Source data
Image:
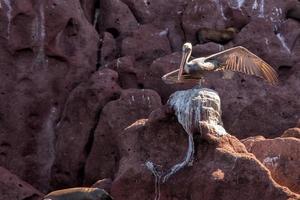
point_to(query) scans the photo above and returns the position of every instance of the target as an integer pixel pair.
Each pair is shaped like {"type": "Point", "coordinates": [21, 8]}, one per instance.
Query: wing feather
{"type": "Point", "coordinates": [242, 60]}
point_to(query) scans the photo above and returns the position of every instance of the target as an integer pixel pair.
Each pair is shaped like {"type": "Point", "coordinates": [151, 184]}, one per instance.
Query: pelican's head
{"type": "Point", "coordinates": [187, 47]}
{"type": "Point", "coordinates": [186, 53]}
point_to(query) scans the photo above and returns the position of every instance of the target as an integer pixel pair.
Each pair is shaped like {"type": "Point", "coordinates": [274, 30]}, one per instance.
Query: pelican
{"type": "Point", "coordinates": [237, 59]}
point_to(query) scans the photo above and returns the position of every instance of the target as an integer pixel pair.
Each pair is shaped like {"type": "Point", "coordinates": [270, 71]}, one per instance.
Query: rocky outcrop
{"type": "Point", "coordinates": [13, 188]}
{"type": "Point", "coordinates": [292, 132]}
{"type": "Point", "coordinates": [222, 167]}
{"type": "Point", "coordinates": [46, 50]}
{"type": "Point", "coordinates": [61, 115]}
{"type": "Point", "coordinates": [281, 157]}
{"type": "Point", "coordinates": [75, 129]}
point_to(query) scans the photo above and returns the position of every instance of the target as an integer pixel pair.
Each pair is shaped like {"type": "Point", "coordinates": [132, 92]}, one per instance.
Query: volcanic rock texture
{"type": "Point", "coordinates": [81, 98]}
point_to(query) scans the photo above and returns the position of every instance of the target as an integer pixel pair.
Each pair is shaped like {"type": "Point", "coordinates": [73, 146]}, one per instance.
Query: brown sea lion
{"type": "Point", "coordinates": [223, 36]}
{"type": "Point", "coordinates": [79, 193]}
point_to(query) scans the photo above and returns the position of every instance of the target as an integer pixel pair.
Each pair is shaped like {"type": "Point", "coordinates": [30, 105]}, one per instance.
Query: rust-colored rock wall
{"type": "Point", "coordinates": [75, 75]}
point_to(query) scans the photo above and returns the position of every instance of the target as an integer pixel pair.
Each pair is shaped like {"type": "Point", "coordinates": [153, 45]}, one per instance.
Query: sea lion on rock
{"type": "Point", "coordinates": [79, 193]}
{"type": "Point", "coordinates": [223, 36]}
{"type": "Point", "coordinates": [294, 12]}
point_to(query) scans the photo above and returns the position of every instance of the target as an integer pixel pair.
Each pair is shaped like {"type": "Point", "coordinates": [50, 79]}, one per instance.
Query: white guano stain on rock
{"type": "Point", "coordinates": [271, 161]}
{"type": "Point", "coordinates": [192, 107]}
{"type": "Point", "coordinates": [8, 15]}
{"type": "Point", "coordinates": [283, 42]}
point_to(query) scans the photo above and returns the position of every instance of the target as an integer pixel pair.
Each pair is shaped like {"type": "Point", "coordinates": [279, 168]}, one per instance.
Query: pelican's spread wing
{"type": "Point", "coordinates": [242, 60]}
{"type": "Point", "coordinates": [172, 77]}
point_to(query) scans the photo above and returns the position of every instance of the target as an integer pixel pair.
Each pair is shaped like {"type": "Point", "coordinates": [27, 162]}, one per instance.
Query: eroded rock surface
{"type": "Point", "coordinates": [13, 188]}
{"type": "Point", "coordinates": [116, 116]}
{"type": "Point", "coordinates": [281, 157]}
{"type": "Point", "coordinates": [222, 167]}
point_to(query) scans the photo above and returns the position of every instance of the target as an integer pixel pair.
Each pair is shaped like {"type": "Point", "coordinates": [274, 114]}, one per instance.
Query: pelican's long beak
{"type": "Point", "coordinates": [171, 77]}
{"type": "Point", "coordinates": [182, 64]}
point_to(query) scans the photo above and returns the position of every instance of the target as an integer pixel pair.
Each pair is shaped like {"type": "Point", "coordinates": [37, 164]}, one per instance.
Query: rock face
{"type": "Point", "coordinates": [12, 188]}
{"type": "Point", "coordinates": [281, 157]}
{"type": "Point", "coordinates": [222, 169]}
{"type": "Point", "coordinates": [75, 75]}
{"type": "Point", "coordinates": [116, 116]}
{"type": "Point", "coordinates": [292, 132]}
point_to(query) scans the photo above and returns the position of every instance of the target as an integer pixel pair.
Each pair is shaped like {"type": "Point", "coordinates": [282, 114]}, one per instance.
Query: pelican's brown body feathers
{"type": "Point", "coordinates": [237, 59]}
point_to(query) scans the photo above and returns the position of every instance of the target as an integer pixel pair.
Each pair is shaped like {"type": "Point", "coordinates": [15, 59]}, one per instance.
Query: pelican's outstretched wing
{"type": "Point", "coordinates": [172, 77]}
{"type": "Point", "coordinates": [242, 60]}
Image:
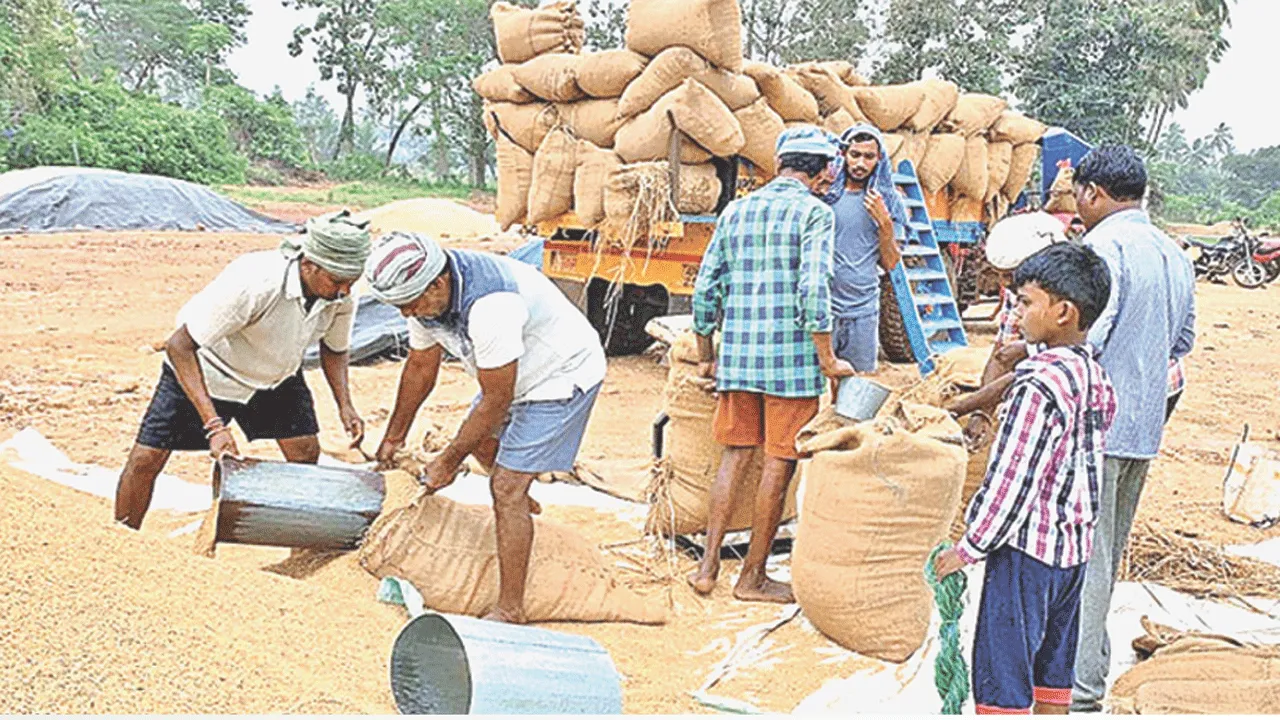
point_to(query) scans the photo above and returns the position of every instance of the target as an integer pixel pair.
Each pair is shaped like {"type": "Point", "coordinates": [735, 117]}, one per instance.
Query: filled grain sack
{"type": "Point", "coordinates": [592, 119]}
{"type": "Point", "coordinates": [594, 168]}
{"type": "Point", "coordinates": [878, 499]}
{"type": "Point", "coordinates": [552, 77]}
{"type": "Point", "coordinates": [713, 28]}
{"type": "Point", "coordinates": [680, 493]}
{"type": "Point", "coordinates": [552, 190]}
{"type": "Point", "coordinates": [941, 162]}
{"type": "Point", "coordinates": [1016, 128]}
{"type": "Point", "coordinates": [526, 32]}
{"type": "Point", "coordinates": [515, 176]}
{"type": "Point", "coordinates": [608, 73]}
{"type": "Point", "coordinates": [972, 177]}
{"type": "Point", "coordinates": [974, 113]}
{"type": "Point", "coordinates": [1020, 164]}
{"type": "Point", "coordinates": [760, 128]}
{"type": "Point", "coordinates": [1000, 155]}
{"type": "Point", "coordinates": [890, 105]}
{"type": "Point", "coordinates": [791, 101]}
{"type": "Point", "coordinates": [525, 124]}
{"type": "Point", "coordinates": [940, 99]}
{"type": "Point", "coordinates": [449, 552]}
{"type": "Point", "coordinates": [499, 86]}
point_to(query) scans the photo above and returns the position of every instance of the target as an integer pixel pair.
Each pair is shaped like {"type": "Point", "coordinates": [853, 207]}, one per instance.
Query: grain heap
{"type": "Point", "coordinates": [556, 110]}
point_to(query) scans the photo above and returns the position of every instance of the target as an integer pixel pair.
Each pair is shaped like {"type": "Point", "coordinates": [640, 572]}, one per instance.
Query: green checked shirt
{"type": "Point", "coordinates": [766, 283]}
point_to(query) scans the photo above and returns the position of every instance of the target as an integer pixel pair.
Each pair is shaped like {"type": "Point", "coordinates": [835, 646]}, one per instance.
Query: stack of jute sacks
{"type": "Point", "coordinates": [592, 132]}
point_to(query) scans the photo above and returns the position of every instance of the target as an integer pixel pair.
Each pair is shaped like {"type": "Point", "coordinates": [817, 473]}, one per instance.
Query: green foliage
{"type": "Point", "coordinates": [100, 124]}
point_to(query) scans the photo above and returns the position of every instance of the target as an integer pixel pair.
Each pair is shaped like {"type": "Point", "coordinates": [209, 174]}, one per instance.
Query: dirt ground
{"type": "Point", "coordinates": [97, 619]}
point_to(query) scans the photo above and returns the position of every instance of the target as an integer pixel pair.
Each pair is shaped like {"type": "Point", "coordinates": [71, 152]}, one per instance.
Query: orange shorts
{"type": "Point", "coordinates": [750, 419]}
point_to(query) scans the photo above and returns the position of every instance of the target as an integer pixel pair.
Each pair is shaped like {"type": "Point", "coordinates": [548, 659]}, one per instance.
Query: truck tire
{"type": "Point", "coordinates": [894, 341]}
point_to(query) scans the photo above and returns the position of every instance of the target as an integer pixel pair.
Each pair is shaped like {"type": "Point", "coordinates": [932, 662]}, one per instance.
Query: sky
{"type": "Point", "coordinates": [1239, 91]}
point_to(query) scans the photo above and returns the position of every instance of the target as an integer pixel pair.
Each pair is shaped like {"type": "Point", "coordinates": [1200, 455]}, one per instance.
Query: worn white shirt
{"type": "Point", "coordinates": [556, 346]}
{"type": "Point", "coordinates": [252, 324]}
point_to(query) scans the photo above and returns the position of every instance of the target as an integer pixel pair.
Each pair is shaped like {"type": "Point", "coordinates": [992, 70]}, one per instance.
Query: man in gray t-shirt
{"type": "Point", "coordinates": [869, 217]}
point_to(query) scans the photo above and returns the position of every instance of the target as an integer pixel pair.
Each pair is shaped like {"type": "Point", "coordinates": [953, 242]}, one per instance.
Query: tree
{"type": "Point", "coordinates": [347, 40]}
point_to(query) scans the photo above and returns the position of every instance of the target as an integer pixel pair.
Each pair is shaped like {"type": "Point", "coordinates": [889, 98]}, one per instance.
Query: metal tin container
{"type": "Point", "coordinates": [295, 505]}
{"type": "Point", "coordinates": [456, 665]}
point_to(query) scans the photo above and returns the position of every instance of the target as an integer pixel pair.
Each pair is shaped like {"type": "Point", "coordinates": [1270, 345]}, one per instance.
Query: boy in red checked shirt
{"type": "Point", "coordinates": [1033, 518]}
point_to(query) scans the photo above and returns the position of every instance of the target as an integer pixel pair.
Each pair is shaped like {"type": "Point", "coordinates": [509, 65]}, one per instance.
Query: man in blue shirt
{"type": "Point", "coordinates": [869, 217]}
{"type": "Point", "coordinates": [1150, 319]}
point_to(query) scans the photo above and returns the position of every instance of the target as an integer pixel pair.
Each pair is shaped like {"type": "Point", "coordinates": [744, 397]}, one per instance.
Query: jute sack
{"type": "Point", "coordinates": [878, 500]}
{"type": "Point", "coordinates": [525, 124]}
{"type": "Point", "coordinates": [941, 160]}
{"type": "Point", "coordinates": [1000, 155]}
{"type": "Point", "coordinates": [713, 28]}
{"type": "Point", "coordinates": [1016, 128]}
{"type": "Point", "coordinates": [499, 86]}
{"type": "Point", "coordinates": [449, 552]}
{"type": "Point", "coordinates": [524, 32]}
{"type": "Point", "coordinates": [940, 98]}
{"type": "Point", "coordinates": [552, 191]}
{"type": "Point", "coordinates": [791, 101]}
{"type": "Point", "coordinates": [760, 127]}
{"type": "Point", "coordinates": [974, 113]}
{"type": "Point", "coordinates": [592, 119]}
{"type": "Point", "coordinates": [608, 73]}
{"type": "Point", "coordinates": [680, 499]}
{"type": "Point", "coordinates": [672, 67]}
{"type": "Point", "coordinates": [552, 77]}
{"type": "Point", "coordinates": [890, 105]}
{"type": "Point", "coordinates": [594, 168]}
{"type": "Point", "coordinates": [515, 176]}
{"type": "Point", "coordinates": [972, 177]}
{"type": "Point", "coordinates": [1020, 163]}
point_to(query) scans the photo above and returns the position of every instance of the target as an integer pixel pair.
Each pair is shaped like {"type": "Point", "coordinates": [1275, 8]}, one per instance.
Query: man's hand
{"type": "Point", "coordinates": [877, 209]}
{"type": "Point", "coordinates": [946, 563]}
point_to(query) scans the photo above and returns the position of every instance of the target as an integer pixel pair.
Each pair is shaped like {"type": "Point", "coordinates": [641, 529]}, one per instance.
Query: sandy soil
{"type": "Point", "coordinates": [96, 619]}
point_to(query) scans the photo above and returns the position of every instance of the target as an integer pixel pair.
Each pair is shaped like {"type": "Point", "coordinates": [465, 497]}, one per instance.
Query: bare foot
{"type": "Point", "coordinates": [499, 615]}
{"type": "Point", "coordinates": [763, 591]}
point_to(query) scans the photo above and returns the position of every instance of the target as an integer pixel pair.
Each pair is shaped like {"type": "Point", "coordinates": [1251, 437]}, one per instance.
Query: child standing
{"type": "Point", "coordinates": [1033, 518]}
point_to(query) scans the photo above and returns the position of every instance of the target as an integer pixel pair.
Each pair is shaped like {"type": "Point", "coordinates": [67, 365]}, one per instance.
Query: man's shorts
{"type": "Point", "coordinates": [752, 419]}
{"type": "Point", "coordinates": [172, 422]}
{"type": "Point", "coordinates": [856, 341]}
{"type": "Point", "coordinates": [1028, 625]}
{"type": "Point", "coordinates": [544, 436]}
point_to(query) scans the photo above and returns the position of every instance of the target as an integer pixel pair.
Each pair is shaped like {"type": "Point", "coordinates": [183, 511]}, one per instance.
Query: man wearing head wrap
{"type": "Point", "coordinates": [869, 219]}
{"type": "Point", "coordinates": [538, 361]}
{"type": "Point", "coordinates": [764, 282]}
{"type": "Point", "coordinates": [237, 356]}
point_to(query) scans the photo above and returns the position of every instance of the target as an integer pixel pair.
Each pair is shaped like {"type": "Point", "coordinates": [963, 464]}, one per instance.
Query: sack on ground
{"type": "Point", "coordinates": [594, 168]}
{"type": "Point", "coordinates": [713, 28]}
{"type": "Point", "coordinates": [608, 73]}
{"type": "Point", "coordinates": [449, 552]}
{"type": "Point", "coordinates": [525, 32]}
{"type": "Point", "coordinates": [785, 95]}
{"type": "Point", "coordinates": [890, 105]}
{"type": "Point", "coordinates": [878, 499]}
{"type": "Point", "coordinates": [592, 119]}
{"type": "Point", "coordinates": [499, 86]}
{"type": "Point", "coordinates": [552, 191]}
{"type": "Point", "coordinates": [515, 176]}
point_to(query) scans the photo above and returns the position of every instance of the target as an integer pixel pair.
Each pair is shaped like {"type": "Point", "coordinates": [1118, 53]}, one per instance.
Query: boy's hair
{"type": "Point", "coordinates": [1115, 168]}
{"type": "Point", "coordinates": [807, 163]}
{"type": "Point", "coordinates": [1069, 272]}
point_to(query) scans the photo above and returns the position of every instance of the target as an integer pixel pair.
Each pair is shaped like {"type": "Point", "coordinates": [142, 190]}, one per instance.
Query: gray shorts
{"type": "Point", "coordinates": [856, 340]}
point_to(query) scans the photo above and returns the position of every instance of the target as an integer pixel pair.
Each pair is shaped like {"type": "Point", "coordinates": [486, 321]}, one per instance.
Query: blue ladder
{"type": "Point", "coordinates": [924, 294]}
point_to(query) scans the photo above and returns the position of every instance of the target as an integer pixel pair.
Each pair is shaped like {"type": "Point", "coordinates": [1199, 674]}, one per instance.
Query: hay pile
{"type": "Point", "coordinates": [682, 69]}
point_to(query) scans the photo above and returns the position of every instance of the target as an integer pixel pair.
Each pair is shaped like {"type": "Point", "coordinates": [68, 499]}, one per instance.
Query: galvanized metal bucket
{"type": "Point", "coordinates": [295, 505]}
{"type": "Point", "coordinates": [859, 399]}
{"type": "Point", "coordinates": [456, 665]}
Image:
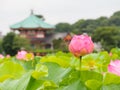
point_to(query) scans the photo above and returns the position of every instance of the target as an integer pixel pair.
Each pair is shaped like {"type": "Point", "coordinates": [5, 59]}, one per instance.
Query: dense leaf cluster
{"type": "Point", "coordinates": [103, 29]}
{"type": "Point", "coordinates": [60, 71]}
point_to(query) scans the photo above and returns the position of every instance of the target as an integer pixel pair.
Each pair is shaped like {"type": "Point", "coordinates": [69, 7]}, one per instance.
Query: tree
{"type": "Point", "coordinates": [12, 43]}
{"type": "Point", "coordinates": [108, 36]}
{"type": "Point", "coordinates": [63, 27]}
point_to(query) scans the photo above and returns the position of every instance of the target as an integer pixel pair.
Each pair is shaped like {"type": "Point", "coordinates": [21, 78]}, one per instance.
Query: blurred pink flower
{"type": "Point", "coordinates": [114, 67]}
{"type": "Point", "coordinates": [1, 56]}
{"type": "Point", "coordinates": [81, 45]}
{"type": "Point", "coordinates": [21, 55]}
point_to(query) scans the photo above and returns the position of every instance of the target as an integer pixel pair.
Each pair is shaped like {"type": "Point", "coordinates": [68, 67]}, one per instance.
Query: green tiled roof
{"type": "Point", "coordinates": [32, 22]}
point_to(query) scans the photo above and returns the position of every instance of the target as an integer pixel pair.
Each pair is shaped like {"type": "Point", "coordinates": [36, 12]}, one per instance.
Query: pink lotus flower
{"type": "Point", "coordinates": [114, 67]}
{"type": "Point", "coordinates": [21, 55]}
{"type": "Point", "coordinates": [81, 45]}
{"type": "Point", "coordinates": [7, 56]}
{"type": "Point", "coordinates": [1, 56]}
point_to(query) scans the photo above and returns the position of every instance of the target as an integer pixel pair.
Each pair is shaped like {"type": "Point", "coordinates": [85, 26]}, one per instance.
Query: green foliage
{"type": "Point", "coordinates": [12, 43]}
{"type": "Point", "coordinates": [60, 71]}
{"type": "Point", "coordinates": [60, 44]}
{"type": "Point", "coordinates": [108, 36]}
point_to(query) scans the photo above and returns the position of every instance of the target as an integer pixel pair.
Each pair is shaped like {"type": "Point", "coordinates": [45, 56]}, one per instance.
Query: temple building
{"type": "Point", "coordinates": [36, 30]}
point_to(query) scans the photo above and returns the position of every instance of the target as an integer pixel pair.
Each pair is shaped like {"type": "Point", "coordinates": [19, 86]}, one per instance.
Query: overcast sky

(TO BE DONE)
Report every row above that contains the word "jute", copying each one in full. Treat the match as case-sensitive.

(WRITTEN ANSWER)
Query: stack of jute sacks
Query: jute sack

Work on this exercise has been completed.